O que produzir:
Segundo o trecho citado sobre O lobo da estepe, com quem Hesse se consultava em Luzerna?

Trecho citado:
A partir desse núcleo, pode-se dizer que o livro é um breviário de reeducação moral, de desmantelamento de uma vida voltada para o ascetismo e sujeita a todo tipo de contenções, uma indução a que o personagem realize os impulsos que nele permaneciam sufocados. Quem conhece a juventude devota de Hesse — destinado por seus pais missionários à carreira eclesiástica; sua passagem por muitos seminários, donde foge finalmente para tentar vida autônoma na Suíça, como aprendiz de relojoeiro e caixeiro de livraria — percebe logo que o escritor fez da necessidade de “libertar” outros seres retraídos, semelhantes a ele, uma bandeira, um programa de vida literária, mediante a apresentação de paralelos que são capazes de reconciliar as partes antagônicas da personalidade. Não se esqueça de que Hesse por essa época tinha uma esposa em crise psiquiátrica e ele próprio se consultava em Luzerna com o Dr. J. Lange, discípulo de Jung.
A esse propósito, é admirável aquele momento do Teatro Mágico em que Haller (e consequentemente Hesse) recorda de sua timidez diante da primeira namorada, a quem não ousa dizer as palavras que lhe teriam aberto as portas da plenitude. A possibilidade de revisão do passado, de passar a vida a limpo, que lhe oferece o Teatro Mágico encerra a lição de que é preciso vencer as inibições mediante a coragem de agir. Hesse pratica aí uma espécie de surrealismo avant la lettre fazendo a existência prevalecer à essência, como na famosa proposição de Sartre.
No final, percebe-se que o Lobo da Estepe, sem abrir mão de seu refinamento, de seu elitismo, de sua sublimação musical, quer e pode igualmente participar do mundo dos comuns e nele reconhecer alegrias que outrora lhe pareciam vedadas ou indignas. O lobo da estepe é, pois, um Bildungsroman goethiano em sentido contrário, onde se cruzam temas de Hoffmann, Nietzsche, Freud e Dostoiévski.

Dados fornecidos:
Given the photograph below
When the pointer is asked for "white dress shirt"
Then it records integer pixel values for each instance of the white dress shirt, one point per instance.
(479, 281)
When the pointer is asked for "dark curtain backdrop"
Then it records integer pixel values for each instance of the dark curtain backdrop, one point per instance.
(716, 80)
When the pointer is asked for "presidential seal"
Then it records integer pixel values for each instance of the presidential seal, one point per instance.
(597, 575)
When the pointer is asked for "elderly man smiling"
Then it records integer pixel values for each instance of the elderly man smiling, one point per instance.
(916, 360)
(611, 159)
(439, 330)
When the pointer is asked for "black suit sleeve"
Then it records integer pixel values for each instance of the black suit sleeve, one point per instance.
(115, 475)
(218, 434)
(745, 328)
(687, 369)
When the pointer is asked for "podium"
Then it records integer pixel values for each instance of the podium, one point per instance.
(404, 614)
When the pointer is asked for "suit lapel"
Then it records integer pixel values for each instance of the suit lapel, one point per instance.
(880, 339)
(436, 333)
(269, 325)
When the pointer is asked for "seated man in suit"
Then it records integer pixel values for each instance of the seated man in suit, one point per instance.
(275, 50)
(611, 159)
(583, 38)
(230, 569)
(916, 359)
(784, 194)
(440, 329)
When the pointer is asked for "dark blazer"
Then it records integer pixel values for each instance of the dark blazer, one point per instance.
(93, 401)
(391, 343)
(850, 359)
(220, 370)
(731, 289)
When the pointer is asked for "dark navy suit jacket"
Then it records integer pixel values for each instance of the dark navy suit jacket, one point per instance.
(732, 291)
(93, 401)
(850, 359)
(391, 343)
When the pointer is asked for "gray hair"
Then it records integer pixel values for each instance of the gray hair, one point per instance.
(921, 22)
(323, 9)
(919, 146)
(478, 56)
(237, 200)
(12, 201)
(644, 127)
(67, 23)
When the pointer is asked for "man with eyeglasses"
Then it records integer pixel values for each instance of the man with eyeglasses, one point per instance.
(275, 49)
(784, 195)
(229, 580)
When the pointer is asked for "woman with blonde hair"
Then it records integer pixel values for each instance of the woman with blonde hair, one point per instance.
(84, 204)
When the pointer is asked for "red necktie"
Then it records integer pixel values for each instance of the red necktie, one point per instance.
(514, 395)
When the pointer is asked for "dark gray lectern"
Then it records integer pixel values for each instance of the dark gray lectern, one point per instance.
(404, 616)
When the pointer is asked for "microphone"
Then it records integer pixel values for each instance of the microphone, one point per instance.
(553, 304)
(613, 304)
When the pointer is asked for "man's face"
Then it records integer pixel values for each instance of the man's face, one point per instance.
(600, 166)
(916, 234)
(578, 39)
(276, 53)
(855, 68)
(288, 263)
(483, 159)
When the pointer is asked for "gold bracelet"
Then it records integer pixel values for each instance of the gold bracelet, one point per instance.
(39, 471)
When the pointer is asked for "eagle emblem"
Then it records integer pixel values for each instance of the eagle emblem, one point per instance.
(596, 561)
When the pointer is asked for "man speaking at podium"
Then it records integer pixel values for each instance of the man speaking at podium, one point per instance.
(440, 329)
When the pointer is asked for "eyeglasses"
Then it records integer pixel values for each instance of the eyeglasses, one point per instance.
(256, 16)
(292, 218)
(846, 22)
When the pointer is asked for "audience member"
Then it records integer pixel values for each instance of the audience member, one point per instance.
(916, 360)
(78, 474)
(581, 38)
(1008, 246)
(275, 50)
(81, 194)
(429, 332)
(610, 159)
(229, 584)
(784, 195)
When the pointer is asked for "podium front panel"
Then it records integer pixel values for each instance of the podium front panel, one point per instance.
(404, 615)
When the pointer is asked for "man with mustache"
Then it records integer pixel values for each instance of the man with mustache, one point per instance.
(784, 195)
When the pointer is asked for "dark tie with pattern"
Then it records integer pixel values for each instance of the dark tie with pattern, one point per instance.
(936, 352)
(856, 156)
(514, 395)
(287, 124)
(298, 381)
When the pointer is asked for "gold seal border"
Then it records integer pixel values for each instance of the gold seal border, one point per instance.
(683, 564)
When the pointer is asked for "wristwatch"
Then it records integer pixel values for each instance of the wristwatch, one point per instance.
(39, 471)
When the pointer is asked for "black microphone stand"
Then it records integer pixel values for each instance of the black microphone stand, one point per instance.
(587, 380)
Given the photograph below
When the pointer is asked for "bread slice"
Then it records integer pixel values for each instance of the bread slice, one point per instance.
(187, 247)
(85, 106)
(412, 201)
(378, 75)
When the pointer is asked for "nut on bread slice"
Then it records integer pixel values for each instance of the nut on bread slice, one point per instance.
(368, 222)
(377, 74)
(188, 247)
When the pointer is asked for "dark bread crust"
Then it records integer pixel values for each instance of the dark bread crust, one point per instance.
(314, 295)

A resposta:
Com o Dr. J. Lange, discípulo de Jung.